(Source data begins)

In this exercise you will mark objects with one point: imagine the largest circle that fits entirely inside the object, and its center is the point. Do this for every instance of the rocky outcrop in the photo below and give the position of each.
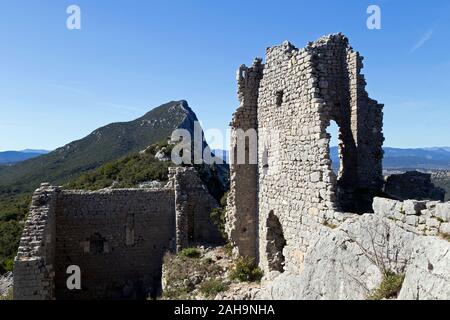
(6, 284)
(347, 263)
(428, 275)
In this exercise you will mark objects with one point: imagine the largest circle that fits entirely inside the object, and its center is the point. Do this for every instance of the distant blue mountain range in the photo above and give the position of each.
(396, 158)
(11, 157)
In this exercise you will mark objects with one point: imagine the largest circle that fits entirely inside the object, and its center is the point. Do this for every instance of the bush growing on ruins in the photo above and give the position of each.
(127, 172)
(389, 288)
(385, 254)
(211, 288)
(245, 270)
(7, 297)
(184, 275)
(192, 253)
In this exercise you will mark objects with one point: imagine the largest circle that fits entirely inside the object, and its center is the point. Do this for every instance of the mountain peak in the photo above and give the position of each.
(103, 145)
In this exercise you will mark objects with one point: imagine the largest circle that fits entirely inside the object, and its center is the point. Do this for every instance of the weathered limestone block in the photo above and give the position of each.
(442, 211)
(428, 274)
(340, 263)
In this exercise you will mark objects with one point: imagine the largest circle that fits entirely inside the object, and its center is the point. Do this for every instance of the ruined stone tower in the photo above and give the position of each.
(290, 101)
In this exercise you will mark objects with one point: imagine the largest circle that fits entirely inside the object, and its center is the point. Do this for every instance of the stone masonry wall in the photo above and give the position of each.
(35, 262)
(117, 238)
(300, 93)
(194, 205)
(243, 197)
(431, 218)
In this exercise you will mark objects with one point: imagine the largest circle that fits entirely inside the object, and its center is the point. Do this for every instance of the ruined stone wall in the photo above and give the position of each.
(430, 218)
(117, 238)
(398, 186)
(34, 266)
(301, 91)
(243, 197)
(194, 205)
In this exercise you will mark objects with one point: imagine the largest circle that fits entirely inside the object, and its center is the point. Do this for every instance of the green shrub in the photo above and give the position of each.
(211, 288)
(7, 297)
(390, 286)
(192, 253)
(245, 270)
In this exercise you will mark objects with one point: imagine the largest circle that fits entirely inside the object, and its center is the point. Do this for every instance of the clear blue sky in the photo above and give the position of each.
(58, 85)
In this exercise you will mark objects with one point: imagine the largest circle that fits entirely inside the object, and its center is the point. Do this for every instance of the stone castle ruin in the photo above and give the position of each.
(285, 206)
(116, 237)
(297, 93)
(313, 232)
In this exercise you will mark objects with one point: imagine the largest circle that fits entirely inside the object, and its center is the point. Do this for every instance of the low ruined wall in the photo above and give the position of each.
(34, 265)
(117, 238)
(422, 217)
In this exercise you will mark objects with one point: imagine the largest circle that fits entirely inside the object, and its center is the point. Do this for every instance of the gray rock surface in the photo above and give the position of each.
(346, 263)
(428, 273)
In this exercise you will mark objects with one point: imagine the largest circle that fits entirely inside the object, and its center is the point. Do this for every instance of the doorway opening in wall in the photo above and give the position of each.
(275, 243)
(191, 224)
(333, 131)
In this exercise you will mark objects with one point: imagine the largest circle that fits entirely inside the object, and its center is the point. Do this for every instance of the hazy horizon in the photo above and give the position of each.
(60, 85)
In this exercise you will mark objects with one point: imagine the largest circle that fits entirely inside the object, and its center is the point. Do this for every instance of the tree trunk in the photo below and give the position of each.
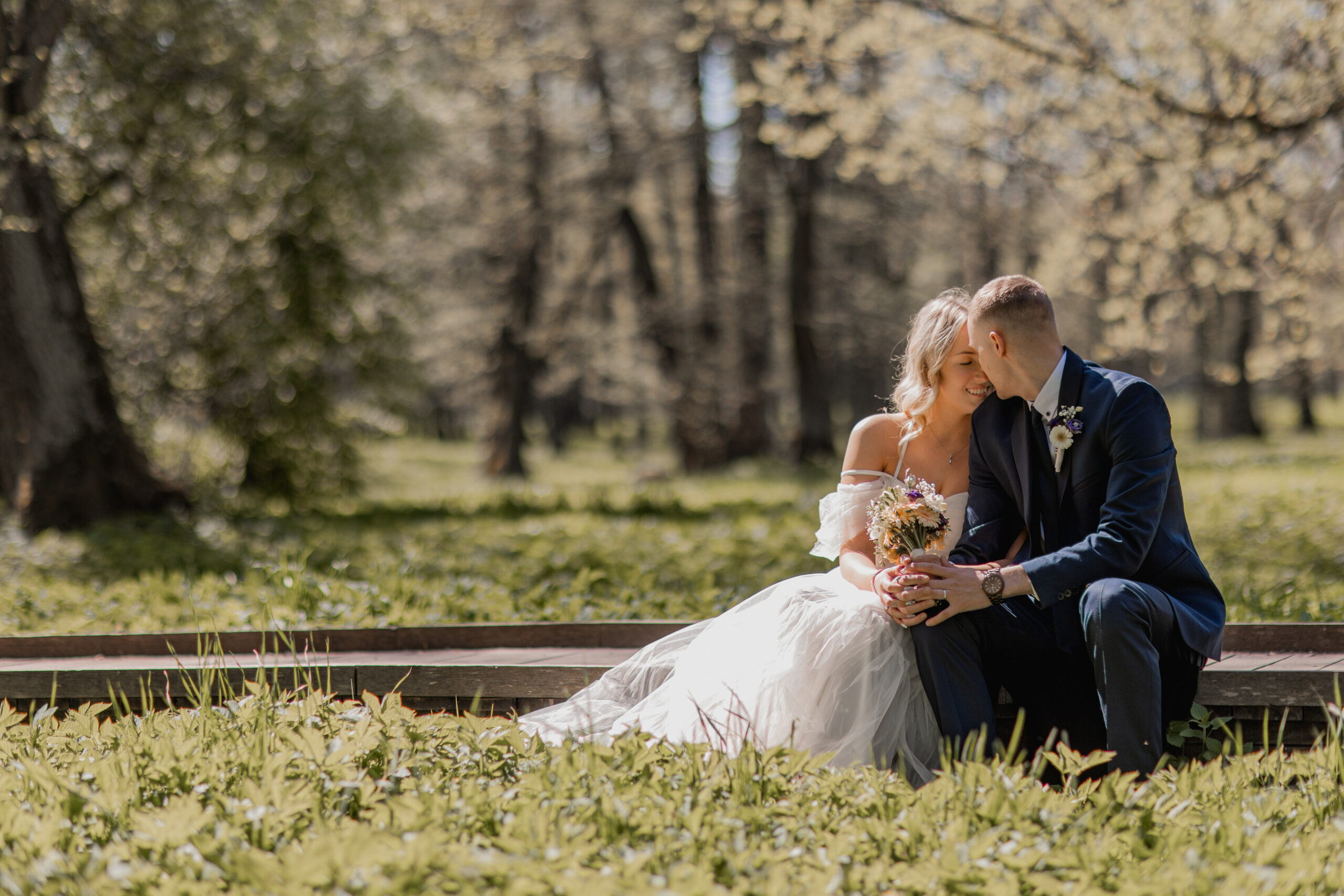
(1223, 340)
(980, 256)
(815, 436)
(66, 458)
(1303, 393)
(750, 431)
(515, 368)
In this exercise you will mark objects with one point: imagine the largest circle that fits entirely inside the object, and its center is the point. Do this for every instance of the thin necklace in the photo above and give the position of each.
(951, 455)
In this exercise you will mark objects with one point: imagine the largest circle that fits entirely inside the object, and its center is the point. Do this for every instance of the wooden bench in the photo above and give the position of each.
(502, 668)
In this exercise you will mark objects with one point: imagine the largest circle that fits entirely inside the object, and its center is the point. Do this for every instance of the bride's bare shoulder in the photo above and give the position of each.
(874, 442)
(879, 426)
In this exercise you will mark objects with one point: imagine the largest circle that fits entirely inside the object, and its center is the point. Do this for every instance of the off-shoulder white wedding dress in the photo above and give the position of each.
(811, 661)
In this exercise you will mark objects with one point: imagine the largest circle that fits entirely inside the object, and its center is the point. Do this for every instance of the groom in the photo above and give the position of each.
(1104, 629)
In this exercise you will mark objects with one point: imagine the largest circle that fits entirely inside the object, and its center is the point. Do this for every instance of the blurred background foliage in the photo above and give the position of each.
(691, 224)
(229, 164)
(594, 536)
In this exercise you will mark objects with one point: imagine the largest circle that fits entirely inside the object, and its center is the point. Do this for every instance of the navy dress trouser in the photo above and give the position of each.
(1133, 678)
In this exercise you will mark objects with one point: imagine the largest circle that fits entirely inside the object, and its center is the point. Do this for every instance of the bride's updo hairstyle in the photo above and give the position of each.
(932, 335)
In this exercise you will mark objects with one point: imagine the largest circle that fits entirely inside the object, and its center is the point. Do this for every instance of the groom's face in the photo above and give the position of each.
(991, 352)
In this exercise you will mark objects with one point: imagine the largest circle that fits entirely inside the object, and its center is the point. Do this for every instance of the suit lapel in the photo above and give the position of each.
(1023, 449)
(1070, 387)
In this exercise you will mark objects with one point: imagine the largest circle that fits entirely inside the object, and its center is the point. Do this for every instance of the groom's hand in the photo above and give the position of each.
(959, 586)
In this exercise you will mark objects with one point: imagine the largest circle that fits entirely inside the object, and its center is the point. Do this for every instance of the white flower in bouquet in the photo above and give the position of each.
(910, 518)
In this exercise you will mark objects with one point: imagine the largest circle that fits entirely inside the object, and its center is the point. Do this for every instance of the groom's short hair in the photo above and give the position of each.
(1015, 304)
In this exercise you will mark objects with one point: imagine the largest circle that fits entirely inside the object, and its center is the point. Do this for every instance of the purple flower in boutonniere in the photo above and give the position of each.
(1064, 428)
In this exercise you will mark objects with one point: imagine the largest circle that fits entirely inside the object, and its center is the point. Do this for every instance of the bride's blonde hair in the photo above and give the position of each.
(933, 331)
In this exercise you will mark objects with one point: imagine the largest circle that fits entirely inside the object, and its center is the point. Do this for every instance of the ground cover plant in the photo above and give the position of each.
(282, 793)
(596, 536)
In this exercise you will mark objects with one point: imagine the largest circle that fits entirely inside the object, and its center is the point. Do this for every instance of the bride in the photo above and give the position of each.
(815, 661)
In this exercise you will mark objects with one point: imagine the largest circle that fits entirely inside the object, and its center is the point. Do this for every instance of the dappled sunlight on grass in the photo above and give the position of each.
(601, 534)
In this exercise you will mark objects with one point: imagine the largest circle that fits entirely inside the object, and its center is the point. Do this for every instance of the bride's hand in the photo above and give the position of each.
(902, 612)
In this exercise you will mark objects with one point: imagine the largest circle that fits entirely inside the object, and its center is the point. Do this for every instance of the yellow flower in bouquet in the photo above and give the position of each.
(909, 518)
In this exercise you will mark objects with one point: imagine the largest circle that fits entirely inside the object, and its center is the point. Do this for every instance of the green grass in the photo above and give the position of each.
(288, 794)
(603, 535)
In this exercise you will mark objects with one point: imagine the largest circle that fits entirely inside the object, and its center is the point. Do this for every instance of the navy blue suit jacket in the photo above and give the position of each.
(1113, 511)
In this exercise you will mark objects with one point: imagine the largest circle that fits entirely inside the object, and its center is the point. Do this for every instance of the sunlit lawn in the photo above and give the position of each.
(601, 534)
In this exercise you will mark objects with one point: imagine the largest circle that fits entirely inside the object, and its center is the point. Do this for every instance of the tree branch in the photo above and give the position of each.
(39, 26)
(1090, 59)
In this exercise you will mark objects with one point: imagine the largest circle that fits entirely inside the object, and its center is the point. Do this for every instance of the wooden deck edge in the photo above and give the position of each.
(467, 636)
(1258, 637)
(448, 683)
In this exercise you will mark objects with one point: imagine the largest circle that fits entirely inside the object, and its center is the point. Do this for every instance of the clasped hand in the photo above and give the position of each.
(910, 589)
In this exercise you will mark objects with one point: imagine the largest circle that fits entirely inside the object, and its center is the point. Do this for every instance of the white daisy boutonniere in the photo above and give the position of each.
(1064, 428)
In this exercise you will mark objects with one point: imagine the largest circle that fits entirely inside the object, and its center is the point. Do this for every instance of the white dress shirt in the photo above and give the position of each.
(1047, 400)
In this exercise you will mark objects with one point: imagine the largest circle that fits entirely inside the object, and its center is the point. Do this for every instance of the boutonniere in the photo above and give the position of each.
(1064, 428)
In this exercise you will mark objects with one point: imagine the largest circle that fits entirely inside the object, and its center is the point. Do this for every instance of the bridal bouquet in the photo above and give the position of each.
(909, 518)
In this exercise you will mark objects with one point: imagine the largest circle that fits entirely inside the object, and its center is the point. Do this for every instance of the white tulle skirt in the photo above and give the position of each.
(811, 662)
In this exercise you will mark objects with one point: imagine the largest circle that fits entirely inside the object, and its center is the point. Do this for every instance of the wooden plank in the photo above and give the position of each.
(514, 681)
(92, 684)
(467, 636)
(1284, 637)
(1261, 688)
(1303, 661)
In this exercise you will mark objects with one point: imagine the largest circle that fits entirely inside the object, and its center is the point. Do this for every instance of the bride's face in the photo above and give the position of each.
(964, 383)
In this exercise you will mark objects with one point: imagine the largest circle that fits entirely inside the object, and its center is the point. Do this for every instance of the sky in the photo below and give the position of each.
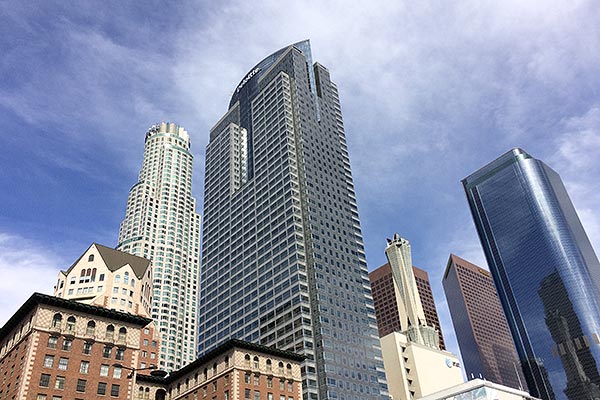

(Source data ends)

▶ _What is needed_
Before duplicating, set the pictures aside; then output exactly the lines from the one with "of the bridal" through the end of the records, and only those.

▶ _Response_
In this exercise you will mark objects with one point: imagine the largest circle that fits entirely inside the object, and its center is the point. Do this for every instance of the bridal bouquet in the photo above and give the position of each.
(909, 518)
In this exercise you will mark objects with one point: imagine the largest circle that fits entirely inside the object, and its center is the point. Do this for every instance of the white tulle skirt in the photo above and give the position of each.
(811, 662)
In this exercise you will mark objects with one point: imagine the largest circle that fits entirely inside the object, and its center is the point. Do this for every instance of the wooden plank in the photo above and give the position of each.
(514, 681)
(92, 684)
(467, 636)
(1284, 637)
(1261, 688)
(1303, 661)
In this exercise you will mark objects with one point: imagine the largest circle that fits entirely inside the object, and its center is the point. Do this for every instance of the bride's face in the photo above and give the position of each.
(964, 383)
In this exercise you will mark objects with one point: imagine the largest circle that fits entirely inside the object, and its center is the point. Do this for every instance of the sky in the photo below and give the position of each.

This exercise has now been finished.